_Given problem 1_
Please lay out the entries as a JSON list of strings, one string per line, starting at the line containing "Where can the red" and ending at the last line of the entries. Leave out blank lines.

The problem-solving segment concludes with an extended small drawing of an object, different for each participant, which has been chosen as somehow related to the problem at hand. This drawing, combining perceptual skills with problem solving, evokes an extended shift to an alternate mode of thinking which I have termed “R-mode,” during which the participant focuses on the problem under discussion while also concentrating on the drawing. The group then explores insights derived from this process.
The results of the seminars have been sometimes startling, sometimes almost amusing in terms of the obviousness of engendered solutions. An example of a startling result was a surprising revelation experienced by the group working on the chemical problem. It turned out that the group had so enjoyed their special status and favored position and they were so intrigued by the fascinating problem that they were in no hurry to solve it. Also, solving the problem would mean breaking up the group and returning to more humdrum work. All of this showed up clearly in their drawings. The curious thing was that the group leader exclaimed, “I thought that might be what was going on, but I just didn’t believe it!” The solution? The group realized that they needed—and welcomed—a serious deadline and assurance that other, equally interesting problems awaited them.
Another surprising result came in response to the question about customer relations. Participants’ drawings in that seminar were consistently complex and detailed. Nearly every drawing represented customers as small objects floating in large empty spaces. Areas of great complexity excluded these small objects. The ensuing discussion clarified the group’s (unconscious) indifference toward and inattention to customers. That raised other questions: What was in all of that empty negative space, and how could the complex areas (identified in discussion as aspects of the work that were more interesting to the group) make connection with customer concerns? This group planned to explore the problem further.
Krishnamurti:
“So where does silence begin? Does it begin when thought ends? Have you ever tried to end thought?”
Questioner:
“How do you do it?”
Krishnamurti:
“I don’t know, but have you ever tried it? First of all, who is the entity who is trying to stop thought?”
Questioner:
“The thinker.”
Krishnamurti:
“It’s another thought, isn’t it? Thought is trying to stop itself, so there is a battle between the thinker and the thought. . . . Thought says, ‘I must stop thinking because then I shall experience a marvelous state.’ . . . One thought is trying to suppress another thought, so there is conflict. When I see this as a fact, see it totally, understand it completely, have an insight into it . . . then the mind is quiet. This comes about naturally and easily when the mind is quiet to watch, to look, to see.”
—J. Krishnamurti
You Are the World,
1972
The group seeking more productive ways of working together came to a conclusion that was so obvious the group actually laughed about it. Their conclusion was that they needed to improve communication within the group. Members were nearly all scientists holding advanced degrees in chemistry and physics. Apparently, each person had a specific assignment for one part of the whole task, but they worked in different buildings with different groups of associates and on individual time schedules. For more than twenty-five years they had never met together as a group until we held our three-day seminar.

_Entries_

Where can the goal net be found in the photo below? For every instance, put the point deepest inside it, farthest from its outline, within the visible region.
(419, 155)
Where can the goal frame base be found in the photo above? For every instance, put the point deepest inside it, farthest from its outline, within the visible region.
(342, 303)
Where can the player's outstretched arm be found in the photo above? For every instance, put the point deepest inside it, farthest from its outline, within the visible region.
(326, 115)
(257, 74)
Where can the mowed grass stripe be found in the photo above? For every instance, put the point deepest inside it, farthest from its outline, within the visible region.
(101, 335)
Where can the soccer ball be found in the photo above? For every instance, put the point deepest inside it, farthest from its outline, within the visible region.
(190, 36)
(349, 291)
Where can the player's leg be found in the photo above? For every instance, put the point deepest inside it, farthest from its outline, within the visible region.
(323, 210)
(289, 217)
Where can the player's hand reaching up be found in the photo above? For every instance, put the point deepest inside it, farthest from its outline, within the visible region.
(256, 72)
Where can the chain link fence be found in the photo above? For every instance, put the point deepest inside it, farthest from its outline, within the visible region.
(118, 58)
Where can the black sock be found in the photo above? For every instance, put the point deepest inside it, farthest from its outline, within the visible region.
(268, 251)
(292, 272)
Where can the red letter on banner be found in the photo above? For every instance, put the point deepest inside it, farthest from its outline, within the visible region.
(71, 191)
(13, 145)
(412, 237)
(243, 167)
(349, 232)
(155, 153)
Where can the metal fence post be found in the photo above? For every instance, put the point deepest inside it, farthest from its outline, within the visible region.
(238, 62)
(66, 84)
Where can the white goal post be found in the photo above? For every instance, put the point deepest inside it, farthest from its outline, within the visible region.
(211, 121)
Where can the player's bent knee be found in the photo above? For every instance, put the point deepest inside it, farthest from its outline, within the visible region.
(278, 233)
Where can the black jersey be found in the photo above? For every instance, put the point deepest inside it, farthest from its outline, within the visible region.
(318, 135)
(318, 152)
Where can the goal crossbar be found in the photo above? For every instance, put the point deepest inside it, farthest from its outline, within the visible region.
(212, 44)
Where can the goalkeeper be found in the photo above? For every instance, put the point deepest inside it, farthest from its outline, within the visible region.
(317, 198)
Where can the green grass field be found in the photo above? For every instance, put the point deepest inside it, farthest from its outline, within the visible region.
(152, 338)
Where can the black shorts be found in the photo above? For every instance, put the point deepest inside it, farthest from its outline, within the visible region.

_Given problem 2_
Answer these questions from the passage:
(a) How were customers represented in nearly every drawing from the customer relations seminar?
(b) What did the group working on the chemical problem realize they needed?
(c) How long was the seminar at which the group seeking more productive ways of working together first met as a group?

_Complete output 1_
[
  "Where can the red letter on banner be found in the photo above? For every instance, put the point deepest inside it, farthest from its outline, within the visible region.",
  "(71, 191)",
  "(13, 145)",
  "(412, 237)",
  "(243, 167)",
  "(349, 232)",
  "(155, 153)",
  "Where can the metal fence post be found in the photo above? For every instance, put the point deepest inside it, farthest from its outline, within the visible region.",
  "(238, 62)",
  "(66, 84)",
  "Where can the white goal post be found in the photo above? For every instance, put the point deepest inside it, farthest from its outline, within the visible region.",
  "(211, 121)",
  "Where can the player's bent knee be found in the photo above? For every instance, put the point deepest inside it, farthest from its outline, within the visible region.",
  "(278, 233)",
  "Where can the black jersey be found in the photo above? For every instance, put the point deepest inside it, farthest from its outline, within the visible region.",
  "(318, 135)",
  "(318, 152)",
  "Where can the goal crossbar be found in the photo above? For every instance, put the point deepest inside it, farthest from its outline, within the visible region.",
  "(212, 44)",
  "Where can the goalkeeper be found in the photo above? For every instance, put the point deepest inside it, farthest from its outline, within the visible region.",
  "(317, 198)",
  "Where can the green grass field be found in the photo above? For every instance, put the point deepest inside it, farthest from its outline, within the visible region.",
  "(152, 338)",
  "Where can the black shorts be found in the photo above? For every instance, put the point deepest inside it, farthest from its outline, within the visible region."
]

_Complete output 2_
(a) As small objects floating in large empty spaces.
(b) A serious deadline and assurance that other, equally interesting problems awaited them.
(c) Three days.